Listed records:
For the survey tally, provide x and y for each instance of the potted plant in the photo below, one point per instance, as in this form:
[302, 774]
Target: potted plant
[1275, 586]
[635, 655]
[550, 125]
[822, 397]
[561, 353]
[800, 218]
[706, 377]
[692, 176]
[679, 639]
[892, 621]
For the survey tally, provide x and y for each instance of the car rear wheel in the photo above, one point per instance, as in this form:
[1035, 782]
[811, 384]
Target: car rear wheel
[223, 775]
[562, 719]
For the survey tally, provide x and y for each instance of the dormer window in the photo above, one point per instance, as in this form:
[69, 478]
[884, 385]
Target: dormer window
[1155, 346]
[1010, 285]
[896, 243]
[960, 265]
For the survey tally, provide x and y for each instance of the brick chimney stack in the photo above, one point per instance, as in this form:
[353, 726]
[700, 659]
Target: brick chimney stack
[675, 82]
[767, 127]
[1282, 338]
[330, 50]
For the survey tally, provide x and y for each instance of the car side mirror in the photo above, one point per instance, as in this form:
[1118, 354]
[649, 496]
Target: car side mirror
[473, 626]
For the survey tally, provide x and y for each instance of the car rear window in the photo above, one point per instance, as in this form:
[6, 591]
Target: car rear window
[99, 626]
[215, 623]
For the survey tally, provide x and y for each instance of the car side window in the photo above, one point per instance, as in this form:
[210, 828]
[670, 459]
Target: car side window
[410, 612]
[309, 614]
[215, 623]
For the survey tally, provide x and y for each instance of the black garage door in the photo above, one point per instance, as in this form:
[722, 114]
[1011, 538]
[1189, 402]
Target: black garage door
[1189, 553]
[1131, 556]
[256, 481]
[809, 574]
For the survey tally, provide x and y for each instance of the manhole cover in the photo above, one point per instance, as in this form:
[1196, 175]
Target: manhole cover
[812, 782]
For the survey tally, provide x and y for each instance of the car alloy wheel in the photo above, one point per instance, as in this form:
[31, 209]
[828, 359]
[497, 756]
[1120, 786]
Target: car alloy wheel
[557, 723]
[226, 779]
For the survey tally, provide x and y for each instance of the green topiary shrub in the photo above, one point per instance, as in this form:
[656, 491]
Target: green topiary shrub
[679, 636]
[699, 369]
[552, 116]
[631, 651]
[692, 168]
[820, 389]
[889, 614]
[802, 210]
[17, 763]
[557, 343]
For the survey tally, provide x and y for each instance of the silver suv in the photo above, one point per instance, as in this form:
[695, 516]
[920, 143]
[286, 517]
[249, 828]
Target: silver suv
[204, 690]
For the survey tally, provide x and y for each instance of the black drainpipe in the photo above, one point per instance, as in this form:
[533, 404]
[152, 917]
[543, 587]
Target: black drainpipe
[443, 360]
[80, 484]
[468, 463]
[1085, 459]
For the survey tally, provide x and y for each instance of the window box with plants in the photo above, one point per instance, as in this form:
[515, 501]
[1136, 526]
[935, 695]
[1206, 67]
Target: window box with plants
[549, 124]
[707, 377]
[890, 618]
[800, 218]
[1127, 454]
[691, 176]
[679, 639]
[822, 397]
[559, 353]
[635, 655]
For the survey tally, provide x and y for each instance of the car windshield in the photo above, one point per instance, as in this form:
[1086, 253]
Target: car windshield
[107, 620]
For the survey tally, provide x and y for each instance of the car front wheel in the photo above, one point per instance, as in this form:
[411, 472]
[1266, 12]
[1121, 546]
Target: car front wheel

Goal of the exercise: Render all the entries above as a Markdown table with the columns Row and Line, putting one line in each row and leaving out blank lines.

Solved problem:
| Row | Line |
|---|---|
| 1 | For the survey tally, provide x and y for each instance of the potted plant in the photo below, one point per instance, as in this form: |
| 2 | [302, 774] |
| 3 | Target: potted plant |
| 4 | [1275, 586] |
| 5 | [635, 655] |
| 6 | [550, 125] |
| 7 | [822, 397] |
| 8 | [561, 353] |
| 9 | [800, 218] |
| 10 | [706, 377] |
| 11 | [692, 176] |
| 12 | [679, 639] |
| 13 | [892, 621] |
| 14 | For the survey tally, provide x and y for each instance of the car rear wheel in the photo above, one point per instance, as in this form: |
| 15 | [1035, 782] |
| 16 | [811, 384] |
| 17 | Target: car rear wheel |
| 18 | [223, 775] |
| 19 | [562, 719] |
| 20 | For the survey tally, provide x and y for each instance of the dormer window in the photo above, one point per instance, as in this form: |
| 21 | [69, 478] |
| 22 | [884, 385] |
| 23 | Target: dormer window |
| 24 | [1155, 346] |
| 25 | [1010, 285] |
| 26 | [896, 243] |
| 27 | [960, 265] |
| 28 | For the survey tally, provide x and y for each instance of the brick chimney stack in the photo above, one point per instance, as in this form: |
| 29 | [353, 726] |
| 30 | [700, 659] |
| 31 | Target: brick chimney stack |
| 32 | [675, 82] |
| 33 | [767, 127] |
| 34 | [1282, 338] |
| 35 | [330, 50] |
| 36 | For the survey tally, provide x and y for each instance of the car side mirror in the photo above, one point per instance, as in this form: |
| 37 | [1118, 354] |
| 38 | [649, 496] |
| 39 | Target: car side mirror |
| 40 | [473, 626] |
| 41 | For the survey tally, provide x and y for each instance of the car rear window in the photo above, one point per instance, as in this form: |
| 42 | [6, 591] |
| 43 | Target: car rear window |
| 44 | [99, 626] |
| 45 | [215, 623] |
| 46 | For the survey tally, provide x and y for each instance of the car side window in the photo above, one point per instance, as in this form: |
| 47 | [210, 828] |
| 48 | [670, 459] |
| 49 | Target: car side window |
| 50 | [410, 612] |
| 51 | [309, 614] |
| 52 | [215, 623] |
| 53 | For the survey tally, provide x and y for each instance of the black garage door in the photo above, one point per instance, as in this form: |
| 54 | [722, 114] |
| 55 | [1011, 538] |
| 56 | [1189, 402] |
| 57 | Target: black garage door |
| 58 | [1189, 553] |
| 59 | [1131, 556] |
| 60 | [256, 481] |
| 61 | [809, 574] |
| 62 | For the survey tally, provide x and y for each instance of the manhole cover in the photo above, one point per instance, as in this form: |
| 63 | [1196, 175] |
| 64 | Target: manhole cover |
| 65 | [812, 782] |
| 66 | For the survey tally, provide x and y for each instance of the car alloy wheel in the photo above, one point per instance, as in this form: |
| 67 | [31, 209] |
| 68 | [828, 359] |
| 69 | [497, 756] |
| 70 | [1120, 786] |
| 71 | Target: car alloy wheel |
| 72 | [557, 723] |
| 73 | [226, 779] |
| 74 | For the survey tally, provide x and y for each instance of the green topiary shrub in the photo above, one point per instance, as in this form: |
| 75 | [656, 491] |
| 76 | Target: green topiary shrub |
| 77 | [679, 636] |
| 78 | [699, 369] |
| 79 | [552, 116] |
| 80 | [631, 651] |
| 81 | [692, 168] |
| 82 | [820, 389] |
| 83 | [889, 614] |
| 84 | [802, 210] |
| 85 | [17, 763] |
| 86 | [557, 343] |
| 87 | For the survey tally, provide x and y for each instance of the silver suv in the photo above, one point per instance, as in this form: |
| 88 | [695, 516] |
| 89 | [920, 143] |
| 90 | [286, 517] |
| 91 | [249, 828] |
| 92 | Target: silver suv |
| 93 | [204, 690] |
| 94 | For the survey tally, provide x and y for each instance of the black drainpipe in the photo above, one point per instance, as in this form: |
| 95 | [533, 404] |
| 96 | [152, 917] |
| 97 | [543, 587] |
| 98 | Target: black drainpipe |
| 99 | [443, 360] |
| 100 | [80, 484] |
| 101 | [468, 463] |
| 102 | [1085, 459] |
| 103 | For the survey tally, provide x and y for each instance of the window box with plants in the photo above, one point per instance, as in this form: |
| 104 | [515, 501] |
| 105 | [1136, 526] |
| 106 | [935, 695] |
| 107 | [1206, 67] |
| 108 | Target: window box with plants |
| 109 | [549, 124] |
| 110 | [707, 377] |
| 111 | [890, 618] |
| 112 | [800, 218] |
| 113 | [1127, 454] |
| 114 | [691, 176] |
| 115 | [679, 639] |
| 116 | [822, 397] |
| 117 | [559, 353] |
| 118 | [635, 655] |
| 119 | For the survey tally, provide x and y for each instance of the car windshield in the photo above, one point per instance, as in this form: |
| 120 | [1086, 253] |
| 121 | Target: car windshield |
| 122 | [107, 620] |
| 123 | For the survey tally, provide x and y for each instance of the car front wheel in the photo above, one point per instance, as in this form: |
| 124 | [411, 472] |
| 125 | [1266, 12] |
| 126 | [1121, 546] |
| 127 | Target: car front wheel |